• **Extrait fourni**
À l’inverse, d’autres régions se vidèrent de leurs habitants. Au Gabon, par exemple, les populations eurent tendance à fuir la pression fiscale et le travail forcé en faveur de zones moins faciles à contrôler, comme les forêts, ou encore vers la Guinée espagnole. Vers 1930, l’administration coloniale tenta d’enrayer ces mouvements en mettant au point une politique de « regroupement de villages ». Le but était d’assurer un contrôle sur les habitants et d’avoir une main-d’œuvre disponible pour effectuer les travaux de construction et d’entretien des routes. Ces mesures ne réussirent que le long des routes importantes où pouvaient s’effectuer des échanges. Ailleurs, elles échouèrent.

Le développement des migrations temporaires

Le croît démographique aidant, les réserves d’Afrique du Sud surpeuplées fournirent un nombre croissant de travailleurs pour les mines et les plantations des Blancs. Le Native Trust and Land Act de 1936 se borna à augmenter la superficie des réserves qui passèrent à 12,3 % de la surface cultivée, mais en interdisant tout achat de terre par les Noirs en dehors de ces espaces. Cette nouvelle réglementation ségrégationniste ne put donc enrayer les mouvements migratoires. En 1936, la proportion des Africains absents temporairement des réserves était de 14,2 % (soit 447 000 sur une population totale officiellement estimée à 3 410 000) : il s’agissait d’une petite proportion de femmes et de presque tous les hommes valides de 15 à 50 ans [L. Thompson, 1990]. Au demeurant, l’économie en expansion de l’Union sud-africaine avait besoin de main-d’œuvre et recourait également aux voisins pour s’en procurer, en particulier aux colonies portugaises dans lesquelles les migrations du travail s’intensifièrent.

• **Problème posé A**
D'après le texte sur les migrations en Afrique coloniale, à quelle part de la surface cultivée les réserves passèrent-elles avec le Native Trust and Land Act de 1936 ?
• **Problème posé B**
Poursuivez le texte sur les migrations en Afrique coloniale à partir de sa dernière phrase.

• **Données brutes**

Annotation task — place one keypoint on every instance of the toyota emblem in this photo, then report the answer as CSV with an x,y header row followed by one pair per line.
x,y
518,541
==
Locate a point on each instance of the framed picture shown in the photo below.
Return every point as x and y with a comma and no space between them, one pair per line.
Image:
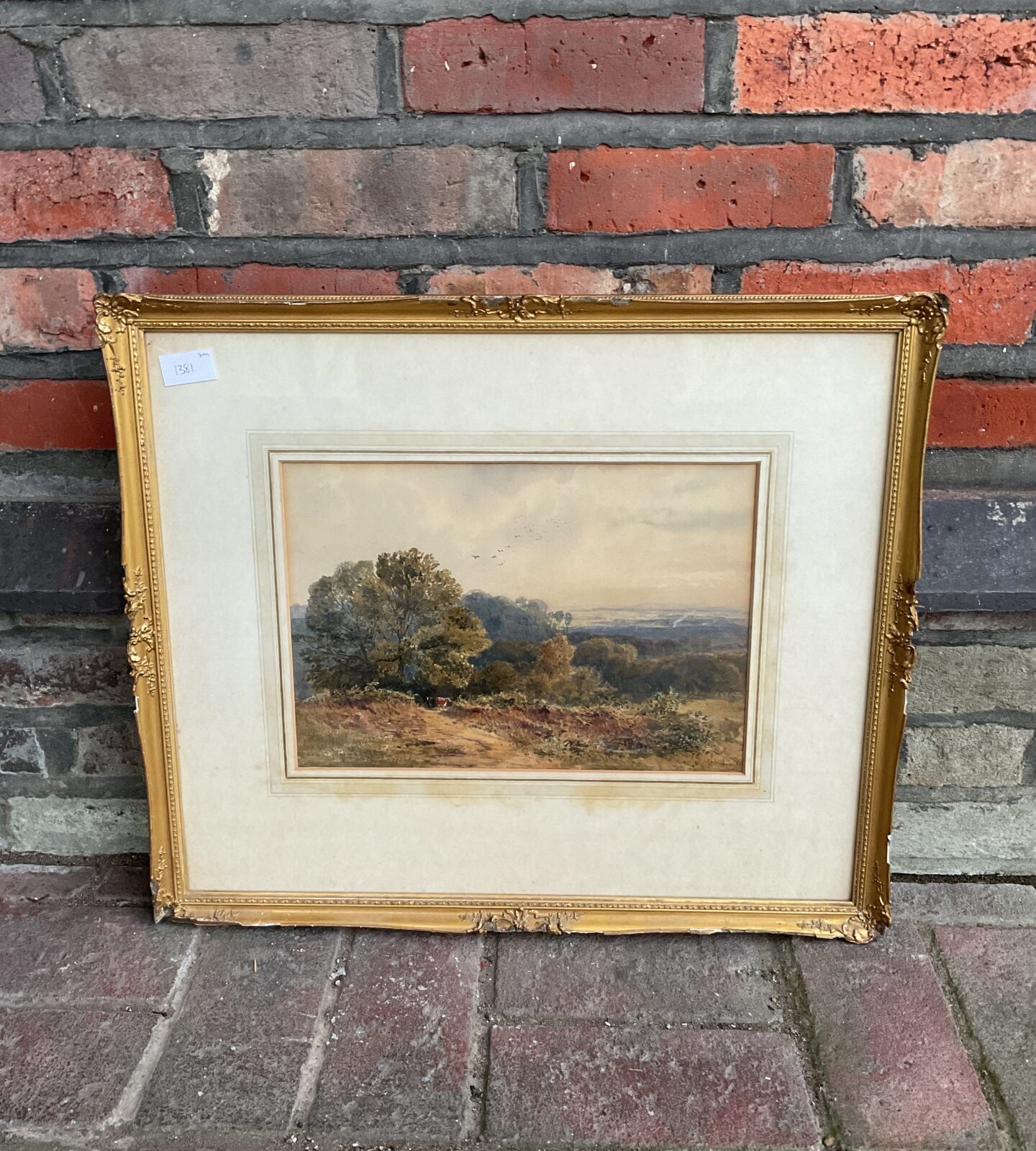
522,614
--
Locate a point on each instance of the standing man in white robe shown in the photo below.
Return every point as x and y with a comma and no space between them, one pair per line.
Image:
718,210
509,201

• **Résultat obtenu A**
Elles passèrent à 12,3 % de la surface cultivée.

• **Résultat obtenu B**
Plusieurs régions enclavées devinrent, plus encore qu’auparavant, des réservoirs de main-d’œuvre pour les entreprises publiques et privées, par exemple les populations Mossi de la Haute-Volta (actuel Burkina Faso) : au tournant des années 1930, cent mille saisonniers se rendaient, bon an mal an, dans les plantations d’arachides du Sénégal et de la Gambie britannique et un nombre plus élevé encore s’engageait dans les cacaoyères de Gold Coast. De même, des travailleurs du Niger se rendaient au Nigeria où ils devenaient temporairement domestiques, manœuvres de factoreries ou employés de commerce. Le mouvement migratoire, un instant ralenti par la crise, reprit rapidement si l’on en croit l’évolution du nombre des navétanes employés par les producteurs d’arachides du Sénégal : 39 000 en 1933, 38 228 en 1934, 59 000 en 1935, 76 000 en 1936.

Le travail salarié se développant, une réglementation fut mise en place en AOF, en 1926, baptisée « charte du travail » : il s’agissait en réalité de divers arrêtés, variables d’une colonie à l’autre, et qui avaient pour but d’éviter les abus : la journée de travail était fixée à dix heures (la journée de huit heures décidée en 1919 n’avait pas été promulguée à cause de la pression des milieux économiques et des administrateurs) ; une ration journalière minimale devait être servie aux travailleurs, des conditions d’hygiène imposées aux employeurs ainsi que des taux minima de salaire. Pourtant, les décisions étaient peu appliquées si l’on en croit le nombre élevé d’infractions constatées en 1937 par une mission conduite par l’inspecteur Tap.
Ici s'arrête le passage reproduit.